(Natural-language object grounding data)
* * * *

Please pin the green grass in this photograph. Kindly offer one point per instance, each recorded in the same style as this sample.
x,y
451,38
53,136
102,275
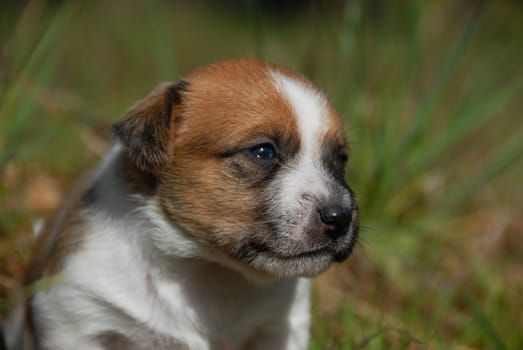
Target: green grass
x,y
431,93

* * * *

| Activity |
Quote every record above exactly, omitting any pictures they contain.

| Response to the exercise |
Please pin the green grass in this photograph. Kindly offer one point per instance, each recorded in the same style as this sample.
x,y
451,38
53,136
102,275
Target: green grass
x,y
431,93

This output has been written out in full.